RECORDS FOR THE EXERCISE:
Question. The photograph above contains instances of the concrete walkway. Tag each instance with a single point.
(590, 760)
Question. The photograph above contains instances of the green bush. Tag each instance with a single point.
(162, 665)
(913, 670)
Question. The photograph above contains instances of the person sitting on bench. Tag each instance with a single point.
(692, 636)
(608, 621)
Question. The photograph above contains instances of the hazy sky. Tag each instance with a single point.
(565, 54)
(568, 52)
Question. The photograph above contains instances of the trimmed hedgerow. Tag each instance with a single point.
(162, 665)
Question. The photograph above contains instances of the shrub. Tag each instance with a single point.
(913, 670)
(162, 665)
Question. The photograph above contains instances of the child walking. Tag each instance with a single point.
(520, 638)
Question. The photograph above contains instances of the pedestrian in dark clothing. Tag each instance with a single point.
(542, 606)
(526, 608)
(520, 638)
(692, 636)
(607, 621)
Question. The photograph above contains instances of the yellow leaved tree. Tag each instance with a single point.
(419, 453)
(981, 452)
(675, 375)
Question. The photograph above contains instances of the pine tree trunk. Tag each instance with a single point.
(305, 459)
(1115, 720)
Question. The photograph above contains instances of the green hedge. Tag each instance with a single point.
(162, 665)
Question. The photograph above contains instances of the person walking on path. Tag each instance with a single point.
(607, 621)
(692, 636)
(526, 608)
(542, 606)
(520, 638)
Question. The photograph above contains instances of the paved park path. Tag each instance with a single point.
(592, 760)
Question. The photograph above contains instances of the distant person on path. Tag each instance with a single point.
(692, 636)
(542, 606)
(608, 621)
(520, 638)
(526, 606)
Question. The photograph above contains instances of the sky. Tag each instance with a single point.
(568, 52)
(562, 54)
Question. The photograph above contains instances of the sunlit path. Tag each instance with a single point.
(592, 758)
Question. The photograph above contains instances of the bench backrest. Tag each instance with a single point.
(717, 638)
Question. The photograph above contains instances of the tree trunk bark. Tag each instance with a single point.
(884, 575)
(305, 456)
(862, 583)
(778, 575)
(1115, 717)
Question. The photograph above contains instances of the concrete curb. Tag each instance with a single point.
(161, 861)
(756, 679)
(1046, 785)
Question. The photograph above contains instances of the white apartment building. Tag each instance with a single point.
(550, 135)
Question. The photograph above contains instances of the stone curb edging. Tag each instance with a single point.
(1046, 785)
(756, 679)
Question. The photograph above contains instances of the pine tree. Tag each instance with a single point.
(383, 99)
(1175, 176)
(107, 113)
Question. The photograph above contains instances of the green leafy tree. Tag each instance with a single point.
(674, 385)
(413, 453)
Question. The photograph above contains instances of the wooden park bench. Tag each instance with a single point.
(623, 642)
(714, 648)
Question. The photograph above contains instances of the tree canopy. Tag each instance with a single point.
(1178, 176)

WHAT THIS TASK INVOLVES:
Convert the entries above, from the line containing "curb. Tag each instance with a single point." through the last line of the entries, both included, into a Markdown table with the columns Row and Line, leaving out any blank lines.

REPLY:
| Row | Line |
|---|---|
| 1 | Question. The photograph above contains instances of the concrete curb. Tag each instance with a single point. |
| 2 | (161, 861) |
| 3 | (756, 679) |
| 4 | (1046, 785) |
| 5 | Question. The photograph above contains instances of the white apartment building. Tag each instance with a single point. |
| 6 | (550, 135) |
| 7 | Question. The photograph above contains instances of the stone curb edging. Tag each instance with a single point. |
| 8 | (1046, 785) |
| 9 | (756, 679) |
| 10 | Question. The photograph above contains instances of the pine tree. Tag each instance with a single point. |
| 11 | (383, 99) |
| 12 | (1175, 176) |
| 13 | (107, 113) |
| 14 | Question. The photograph above contains instances of the green leafy tree. Tag each instance with a single point. |
| 15 | (674, 385) |
| 16 | (413, 453) |
| 17 | Question. The photograph above contains instances of the wooden park bench. Tag each instance with a single point. |
| 18 | (623, 642) |
| 19 | (714, 648) |
| 20 | Question. The photograph above contains instances of the tree canopy. Tag each instance with a single point. |
| 21 | (1178, 176) |